Text segment:
Thread: What to index to speed up my UNION views?

What to index to speed up my UNION views?

From

Ashley Moran

Date:

27 March 2006, 07:00:43

I had a bright idea that has not worked quite as well as I thought.

We have a web sites for selling cars that we are trying to expand to vans,
bikes etc.  We get a datafeed containing prices and technical data updated
nightly (for cars it's about 2.3GB, others are smaller).  This comes into SQL
Server as one database per vehicle type, and we export it as CSV data, which
is COPY'd into Postgres.

The current version of the application uses Hibernate.  Now, as the database
for each vehicle type has an idential schema I thought it would be possible
to use views to access the underlying data so we don't have to duplicate the
mappings for each data type.  So for example, there is a table "capmod" which
stores vehicle models.  Unfortunately, the primary key column for the table
is not unique across all dataset databases, so a model id used to identify a
car model in the car database may also identiffy a van model in the van
database.

So, I created a view like this:

CREATE OR REPLACE VIEW capmod AS
 SELECT 'cap_car'::character varying::character varying(10) AS "vehicle_type",
car_capmod.cmod_code, ...
   FROM cap_car.car_capmod
UNION
 SELECT 'cap_lcv'::character varying::character varying(10) AS "vehicle_type",
lcv_capmod.cmod_code, ...
   FROM cap_lcv.lcv_capmod;

I've removed all the actual data columns.

Effectively this makes the primary key for the view composite based on
vehicle_type and cmod_code.

The problem is that performance has taken a massive hit.  Maybe the answer to
this is simple - I just need to make sure that the index on the underlying
car_capmod, lcv_capmod, XXX_capmod tables is hit in a query such as "SELECT *
FROM capmod where vehicle_type = 'cap_car' and cmod_code=1234".  Failing that
I will have to include a vehicle_type column in each of the underlying
tables, but I want to avoid anything that complicates the import procedure
(which is already very slow).

Given information:

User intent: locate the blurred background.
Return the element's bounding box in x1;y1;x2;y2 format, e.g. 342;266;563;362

What needs to be done:
Copy verbatim the passage of the UNION views thread that starts with the words containing "27 March 2006, 07:00:43" and ends with "COPY'd into Postgres.". Work only from the UNION views thread, not the material.

Exercise solution:
27 March 2006, 07:00:43

I had a bright idea that has not worked quite as well as I thought.

We have a web sites for selling cars that we are trying to expand to vans,
bikes etc.  We get a datafeed containing prices and technical data updated
nightly (for cars it's about 2.3GB, others are smaller).  This comes into SQL
Server as one database per vehicle type, and we export it as CSV data, which
is COPY'd into Postgres.